▶ 本文:
++++

家づくりにおいて、間取りほど楽しく、悩ましい要素はありませんよね。クラスでは、お客様のライフスタイルに寄り添い、暮らしやすさを第一に考えた間取り設計を心掛けています。

間取りを考える時に大切なのは「こうあるべき」という固定観念にとらわれず、機能性と快適性を追求すること。今回の記事では、これまでたくさんの住宅を設計してきた視点で、暮らしやすい収納間取りについて、ポイントをご紹介します。

 

流行りの土間収納は本当に必要?「物置化」を避けるには

・玄関をスッキリした状態に保てる
・屋外から汚れを気にせず荷物を持ち込める

などの理由から、人気の高い土間収納。クラスの新築住宅でも、土間収納やファミリー玄関付きシュークロークを希望されるお客様が増えています。
しかし、土間収納は万能ではありません。使い方を誤ると、単なる「物置」と化してしまう可能性も…。

例えば、
「作ったものの、意外と土間収納にしまう荷物がなかった」
「ファミリー玄関は狭くて使い勝手が悪く、メイン玄関を使っている」
「土間収納は物置状態」
なんてことも。

では、後悔しない土間収納・ファミリー玄関を実現するには、どんなことに意識したらいいのでしょうか。ヒントを3つご紹介します。

 

後悔しない土間収納・ファミリー玄関を実現するためのヒント

1. 本当に必要な収納スペースを考え

・ベビーカーやゴルフバッグなど土間収納でないとしまえないものがあるか
・来客が多く、メイン玄関をいつもきれいに保ちたいなどの理由があるか

など、ご家族構成やライフスタイルに合わせて、本当に必要な収納スペースを考えることをオススメします。
例えば収納物によっては、スペースを分けなくてもオープンラックで解決する場合もあるかもしれません

敷地面積を有効に使うためにも、土間収納を設ける目的を一度整理すると良いと思います。

 

▼メイン玄関にオープンのシューズクロークを設置した施工事例

2. 将来の変化も視野に入れる

ベビーカーは子どもの成長とともにいつかは使わなくなるものですし、ゴルフバッグも「年に1回しか使わないよ」ということであれば、室内の納戸に置いておくのでもいいかもしれません。
「今後もそのスペースが必要かどうか」は、設計時に考えておく必要があるでしょう。

3.ウォークスルーできる土間収納で、使い勝手をアップ

土間収納を単体で設計するよりも、廊下と繋げ、ウォークスルーできる設計にすることで、使い勝手が格段に向上します。
スペースに余裕がないと難しい間取りではありますが、動線上に収納を確保することで、「物置化」を避けることができるでしょう。

いずれにしても、「作っても使わなかった」を防ぐためには、実際の生活をイメージして、間取りに組み込むことが大切です。

 

▼ウォークスルーできる土間収納を設けた玄関

パントリーで家事は本当に楽になる? 設置のメリット・デメリット

土間収納と同じく、流行りのパントリー。一見便利そうに思えますが、使いやすいパントリーは、暮らしによってさまざまです。

こちらも、

・何をどの程度、ストックしているか(したいか)

++++

▶ 提供データ:
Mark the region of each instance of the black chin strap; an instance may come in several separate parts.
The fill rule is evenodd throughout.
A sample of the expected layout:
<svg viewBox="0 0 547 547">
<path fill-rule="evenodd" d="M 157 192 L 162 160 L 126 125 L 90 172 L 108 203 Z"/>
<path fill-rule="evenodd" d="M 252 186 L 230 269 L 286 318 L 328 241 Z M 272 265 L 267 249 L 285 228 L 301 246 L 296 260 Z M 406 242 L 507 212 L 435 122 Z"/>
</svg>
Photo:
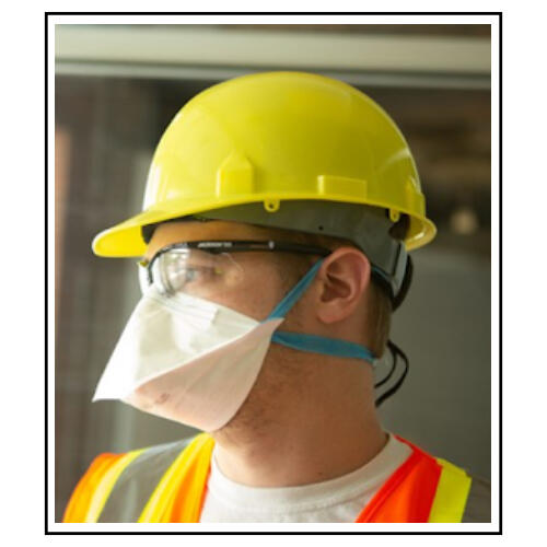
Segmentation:
<svg viewBox="0 0 547 547">
<path fill-rule="evenodd" d="M 382 403 L 384 403 L 385 399 L 391 397 L 401 386 L 403 382 L 405 381 L 406 375 L 408 374 L 408 358 L 407 358 L 407 356 L 400 350 L 400 348 L 395 346 L 395 344 L 393 344 L 391 340 L 387 341 L 387 348 L 389 349 L 389 351 L 392 353 L 392 358 L 393 358 L 392 368 L 389 369 L 389 372 L 387 373 L 387 375 L 384 379 L 382 379 L 380 382 L 376 382 L 374 384 L 374 387 L 380 387 L 381 385 L 385 384 L 392 377 L 392 375 L 395 372 L 395 369 L 397 366 L 397 362 L 398 362 L 397 356 L 400 356 L 403 358 L 403 361 L 405 364 L 405 370 L 403 371 L 403 374 L 399 376 L 397 382 L 395 382 L 395 384 L 392 387 L 389 387 L 386 392 L 384 392 L 374 401 L 376 407 L 380 407 L 380 405 L 382 405 Z"/>
</svg>

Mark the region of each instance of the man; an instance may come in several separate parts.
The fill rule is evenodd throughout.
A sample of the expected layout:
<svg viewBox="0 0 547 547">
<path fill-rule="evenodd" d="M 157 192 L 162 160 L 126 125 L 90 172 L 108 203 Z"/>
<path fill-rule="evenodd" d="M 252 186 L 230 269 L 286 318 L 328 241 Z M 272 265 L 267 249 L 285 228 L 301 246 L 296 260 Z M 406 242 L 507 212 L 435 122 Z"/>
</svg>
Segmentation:
<svg viewBox="0 0 547 547">
<path fill-rule="evenodd" d="M 435 229 L 406 141 L 315 74 L 221 83 L 177 114 L 144 210 L 100 234 L 143 298 L 95 394 L 205 433 L 103 454 L 65 522 L 488 522 L 481 481 L 383 430 L 373 366 Z M 406 364 L 407 366 L 407 364 Z"/>
</svg>

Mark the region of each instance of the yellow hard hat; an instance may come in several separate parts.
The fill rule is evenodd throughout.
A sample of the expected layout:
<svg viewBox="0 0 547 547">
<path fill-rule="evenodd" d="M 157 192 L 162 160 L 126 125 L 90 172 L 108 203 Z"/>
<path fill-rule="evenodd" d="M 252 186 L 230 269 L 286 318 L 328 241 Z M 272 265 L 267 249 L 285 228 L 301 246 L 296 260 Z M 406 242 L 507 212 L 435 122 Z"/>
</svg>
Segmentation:
<svg viewBox="0 0 547 547">
<path fill-rule="evenodd" d="M 408 214 L 410 251 L 434 224 L 412 154 L 387 114 L 351 85 L 302 72 L 244 75 L 205 90 L 165 130 L 143 211 L 100 233 L 101 256 L 141 256 L 142 226 L 216 209 L 336 202 Z M 325 203 L 326 205 L 326 203 Z"/>
</svg>

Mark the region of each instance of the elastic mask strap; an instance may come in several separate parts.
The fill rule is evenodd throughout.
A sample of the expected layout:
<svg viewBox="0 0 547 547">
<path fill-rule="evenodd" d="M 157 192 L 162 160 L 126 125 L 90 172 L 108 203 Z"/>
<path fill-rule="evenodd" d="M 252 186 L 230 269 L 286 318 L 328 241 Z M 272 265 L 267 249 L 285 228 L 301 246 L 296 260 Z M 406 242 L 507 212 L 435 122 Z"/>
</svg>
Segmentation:
<svg viewBox="0 0 547 547">
<path fill-rule="evenodd" d="M 284 299 L 274 309 L 266 321 L 284 317 L 298 300 L 304 294 L 311 282 L 315 278 L 323 259 L 314 264 L 310 271 L 287 293 Z M 374 356 L 364 346 L 359 344 L 327 338 L 325 336 L 306 335 L 303 333 L 287 333 L 276 330 L 271 336 L 271 341 L 300 351 L 322 353 L 324 356 L 348 357 L 362 359 L 368 362 L 374 361 Z"/>
<path fill-rule="evenodd" d="M 313 265 L 312 269 L 286 294 L 284 299 L 279 302 L 266 321 L 281 318 L 289 313 L 291 307 L 310 287 L 322 264 L 323 260 L 318 260 Z"/>
</svg>

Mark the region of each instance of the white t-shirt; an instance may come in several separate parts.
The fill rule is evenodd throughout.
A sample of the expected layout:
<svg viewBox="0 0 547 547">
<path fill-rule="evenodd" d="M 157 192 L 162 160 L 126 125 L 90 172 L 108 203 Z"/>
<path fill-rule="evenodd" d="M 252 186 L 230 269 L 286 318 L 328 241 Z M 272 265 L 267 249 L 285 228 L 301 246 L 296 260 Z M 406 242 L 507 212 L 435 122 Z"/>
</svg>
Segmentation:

++++

▶ 課題:
1. 本文の「3.ウォークスルーできる土間収納で、使い勝手をアップ」から「暮らしによってさまざまです。」までの部分を、一字も変えずに引用してください。
2. 提供データの行のうち、「Mark the region of each instance of the white」を含む行から提供データの最後の行までを、両端の行も含めてそのまま出力してください。

▶ 解答:
1.
3.ウォークスルーできる土間収納で、使い勝手をアップ

土間収納を単体で設計するよりも、廊下と繋げ、ウォークスルーできる設計にすることで、使い勝手が格段に向上します。
スペースに余裕がないと難しい間取りではありますが、動線上に収納を確保することで、「物置化」を避けることができるでしょう。

いずれにしても、「作っても使わなかった」を防ぐためには、実際の生活をイメージして、間取りに組み込むことが大切です。

 

▼ウォークスルーできる土間収納を設けた玄関

パントリーで家事は本当に楽になる? 設置のメリット・デメリット

土間収納と同じく、流行りのパントリー。一見便利そうに思えますが、使いやすいパントリーは、暮らしによってさまざまです。

2.
Mark the region of each instance of the white t-shirt; an instance may come in several separate parts.
The fill rule is evenodd throughout.
A sample of the expected layout:
<svg viewBox="0 0 547 547">
<path fill-rule="evenodd" d="M 157 192 L 162 160 L 126 125 L 90 172 L 108 203 Z"/>
<path fill-rule="evenodd" d="M 252 186 L 230 269 L 286 318 L 328 241 Z M 272 265 L 267 249 L 285 228 L 301 246 L 296 260 Z M 406 242 L 507 212 L 435 122 Z"/>
</svg>
Segmentation:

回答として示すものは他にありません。